Text provided section start

- Born: Donald A. Robert 15 May 1959 (age 67) Portland, Oregon, US
- Education: Oregon State University
- Occupation: Businessman
- Title: Chairman of London Stock Exchange Group
- Term: 2019–
- Predecessor: Donald Brydon
- Spouse: Jennifer Robert
- Children: 2

= Don Robert =

American businessman (born 1959)

Donald A. Robert (born 15 May 1959) is an American businessman who is the chairman of London Stock Exchange Group since May 2019. He was the chairman of Experian, an information services group with, from 2014 to 2019. He is also currently Chair of Council at the London School of Hygiene and Tropical Medicine.

==Early life==
Robert was educated at Benson Polytechnic High School and has a BSc degree in business administration from Oregon State University.

==Career==
Robert began his career as a trainee at US Bancorp, where he managed loans for car dealers in Portland. He then took charge of its specialist credit recording division, Credco. After the division was sold to First American Financial Corporation in 1995, he led mortgage origination services there.

Text provided section end

■ **Tasks and exercises**:
[A] Write out the part of the Don Robert biography starting at "American businessman (born" and ending at "origination services there.".
[B] According to the Don Robert biography, what degree does Robert hold from Oregon State University?
[C] Resume the Don Robert biography from its last sentence and carry it further.
The rows after this point are separate material, unconnected to the Don Robert biography.

Data listing section start

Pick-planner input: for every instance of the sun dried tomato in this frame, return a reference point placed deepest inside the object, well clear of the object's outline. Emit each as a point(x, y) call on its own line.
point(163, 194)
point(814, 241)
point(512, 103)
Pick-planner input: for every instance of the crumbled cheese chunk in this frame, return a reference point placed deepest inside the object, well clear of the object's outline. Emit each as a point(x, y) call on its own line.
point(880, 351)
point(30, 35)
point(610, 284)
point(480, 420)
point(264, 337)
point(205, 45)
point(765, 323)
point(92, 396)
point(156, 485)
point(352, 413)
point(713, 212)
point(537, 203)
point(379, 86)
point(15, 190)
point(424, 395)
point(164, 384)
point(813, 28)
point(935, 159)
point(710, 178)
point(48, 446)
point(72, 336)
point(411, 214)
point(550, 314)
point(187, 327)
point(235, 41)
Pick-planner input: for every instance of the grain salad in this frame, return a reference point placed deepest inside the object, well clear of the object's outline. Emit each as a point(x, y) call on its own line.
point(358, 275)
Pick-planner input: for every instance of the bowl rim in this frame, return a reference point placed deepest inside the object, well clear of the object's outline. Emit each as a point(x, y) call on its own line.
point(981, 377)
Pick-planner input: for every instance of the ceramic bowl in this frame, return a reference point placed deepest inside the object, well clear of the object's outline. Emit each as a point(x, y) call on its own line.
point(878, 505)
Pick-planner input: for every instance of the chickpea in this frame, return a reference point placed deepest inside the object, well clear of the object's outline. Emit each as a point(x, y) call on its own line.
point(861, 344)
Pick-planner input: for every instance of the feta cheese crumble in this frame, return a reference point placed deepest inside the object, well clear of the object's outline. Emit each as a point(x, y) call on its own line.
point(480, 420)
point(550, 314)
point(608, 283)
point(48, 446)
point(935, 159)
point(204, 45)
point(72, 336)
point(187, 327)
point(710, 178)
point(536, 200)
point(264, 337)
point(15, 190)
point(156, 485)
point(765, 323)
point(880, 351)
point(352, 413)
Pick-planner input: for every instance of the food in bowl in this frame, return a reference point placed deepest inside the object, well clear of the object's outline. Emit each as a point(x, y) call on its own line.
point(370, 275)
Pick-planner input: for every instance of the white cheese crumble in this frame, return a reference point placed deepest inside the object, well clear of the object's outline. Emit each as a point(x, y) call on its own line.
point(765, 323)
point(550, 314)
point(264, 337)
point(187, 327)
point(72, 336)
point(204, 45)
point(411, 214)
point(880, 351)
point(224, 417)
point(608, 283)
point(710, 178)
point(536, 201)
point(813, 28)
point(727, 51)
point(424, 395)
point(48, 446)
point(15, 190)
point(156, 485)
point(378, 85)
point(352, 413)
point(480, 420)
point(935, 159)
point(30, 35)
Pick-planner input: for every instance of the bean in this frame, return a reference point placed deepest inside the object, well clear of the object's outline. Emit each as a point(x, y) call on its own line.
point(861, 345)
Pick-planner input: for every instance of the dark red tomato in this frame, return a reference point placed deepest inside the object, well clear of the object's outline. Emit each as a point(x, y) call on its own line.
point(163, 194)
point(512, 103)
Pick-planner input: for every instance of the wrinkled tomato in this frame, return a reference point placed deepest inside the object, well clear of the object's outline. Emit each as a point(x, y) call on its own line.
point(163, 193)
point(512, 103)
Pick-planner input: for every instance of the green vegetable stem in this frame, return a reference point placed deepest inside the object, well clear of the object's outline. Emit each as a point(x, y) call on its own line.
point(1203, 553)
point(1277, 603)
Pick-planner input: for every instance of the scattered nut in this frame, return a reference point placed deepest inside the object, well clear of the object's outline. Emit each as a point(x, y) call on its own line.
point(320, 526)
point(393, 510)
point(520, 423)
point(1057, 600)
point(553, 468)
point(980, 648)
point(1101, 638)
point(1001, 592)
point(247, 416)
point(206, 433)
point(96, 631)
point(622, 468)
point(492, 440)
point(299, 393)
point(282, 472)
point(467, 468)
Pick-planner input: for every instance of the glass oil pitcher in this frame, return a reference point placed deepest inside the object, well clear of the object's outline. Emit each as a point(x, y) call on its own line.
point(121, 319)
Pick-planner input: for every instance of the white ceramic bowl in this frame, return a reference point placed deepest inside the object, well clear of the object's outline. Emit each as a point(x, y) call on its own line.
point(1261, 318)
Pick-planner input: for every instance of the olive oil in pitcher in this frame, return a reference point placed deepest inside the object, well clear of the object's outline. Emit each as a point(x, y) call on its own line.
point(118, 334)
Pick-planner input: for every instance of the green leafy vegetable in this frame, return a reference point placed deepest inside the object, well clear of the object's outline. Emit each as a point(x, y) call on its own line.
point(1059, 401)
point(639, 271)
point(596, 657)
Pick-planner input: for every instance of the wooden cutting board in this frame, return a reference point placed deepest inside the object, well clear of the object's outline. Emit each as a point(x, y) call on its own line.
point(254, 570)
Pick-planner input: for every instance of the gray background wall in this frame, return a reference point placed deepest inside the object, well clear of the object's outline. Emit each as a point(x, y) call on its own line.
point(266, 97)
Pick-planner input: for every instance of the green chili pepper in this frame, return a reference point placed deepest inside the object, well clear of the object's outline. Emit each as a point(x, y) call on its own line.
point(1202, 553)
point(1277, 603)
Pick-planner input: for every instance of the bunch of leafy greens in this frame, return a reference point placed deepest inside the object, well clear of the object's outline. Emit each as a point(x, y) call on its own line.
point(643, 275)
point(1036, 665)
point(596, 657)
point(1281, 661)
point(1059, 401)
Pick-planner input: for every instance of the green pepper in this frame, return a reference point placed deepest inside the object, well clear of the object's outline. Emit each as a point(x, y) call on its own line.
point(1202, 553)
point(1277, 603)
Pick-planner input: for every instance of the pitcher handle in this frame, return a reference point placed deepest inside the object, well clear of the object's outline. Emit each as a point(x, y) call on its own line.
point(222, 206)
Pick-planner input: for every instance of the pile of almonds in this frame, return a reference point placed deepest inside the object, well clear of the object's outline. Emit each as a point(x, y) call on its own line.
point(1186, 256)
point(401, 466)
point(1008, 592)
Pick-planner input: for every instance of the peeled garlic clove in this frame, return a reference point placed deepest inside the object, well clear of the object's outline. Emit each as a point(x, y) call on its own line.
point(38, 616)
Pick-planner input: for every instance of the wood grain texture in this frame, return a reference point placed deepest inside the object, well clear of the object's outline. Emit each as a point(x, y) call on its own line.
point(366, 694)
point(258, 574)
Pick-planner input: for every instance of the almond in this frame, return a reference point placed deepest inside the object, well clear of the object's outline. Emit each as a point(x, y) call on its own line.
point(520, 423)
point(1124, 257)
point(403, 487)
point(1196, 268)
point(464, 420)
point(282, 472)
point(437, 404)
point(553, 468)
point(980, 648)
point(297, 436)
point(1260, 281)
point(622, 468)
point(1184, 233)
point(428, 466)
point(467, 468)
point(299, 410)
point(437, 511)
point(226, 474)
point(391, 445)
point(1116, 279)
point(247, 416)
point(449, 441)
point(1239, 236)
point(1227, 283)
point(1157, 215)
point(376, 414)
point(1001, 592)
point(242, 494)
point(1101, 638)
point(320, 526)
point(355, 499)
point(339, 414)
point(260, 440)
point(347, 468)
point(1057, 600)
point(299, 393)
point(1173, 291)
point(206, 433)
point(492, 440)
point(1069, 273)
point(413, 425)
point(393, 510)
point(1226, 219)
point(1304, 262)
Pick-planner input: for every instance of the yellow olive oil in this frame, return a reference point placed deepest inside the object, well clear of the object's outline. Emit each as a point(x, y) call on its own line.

Data listing section end

■ **Solved problems**:
[A]
American businessman (born 1959)

Donald A. Robert (born 15 May 1959) is an American businessman who is the chairman of London Stock Exchange Group since May 2019. He was the chairman of Experian, an information services group with, from 2014 to 2019. He is also currently Chair of Council at the London School of Hygiene and Tropical Medicine.

==Early life==
Robert was educated at Benson Polytechnic High School and has a BSc degree in business administration from Oregon State University.

==Career==
Robert began his career as a trainee at US Bancorp, where he managed loans for car dealers in Portland. He then took charge of its specialist credit recording division, Credco. After the division was sold to First American Financial Corporation in 1995, he led mortgage origination services there.

[B] A BSc degree in business administration.

[C]
He joined Experian North America in 2001 and was chief executive of Experian (in London) from 1 January 2007 until July 2014, when he was appointed chairman and replaced by Brian Cassin as chief executive.

In December 2018, London Stock Exchange Group announced that he would be appointed as a non-executive director on 1 January 2019. He became chairman in May 2019, succeeding Donald Brydon.

In 2023, Roberts became chair of Ekco, a cloud service provider.

==Personal life==
He and his wife Jennifer have two children.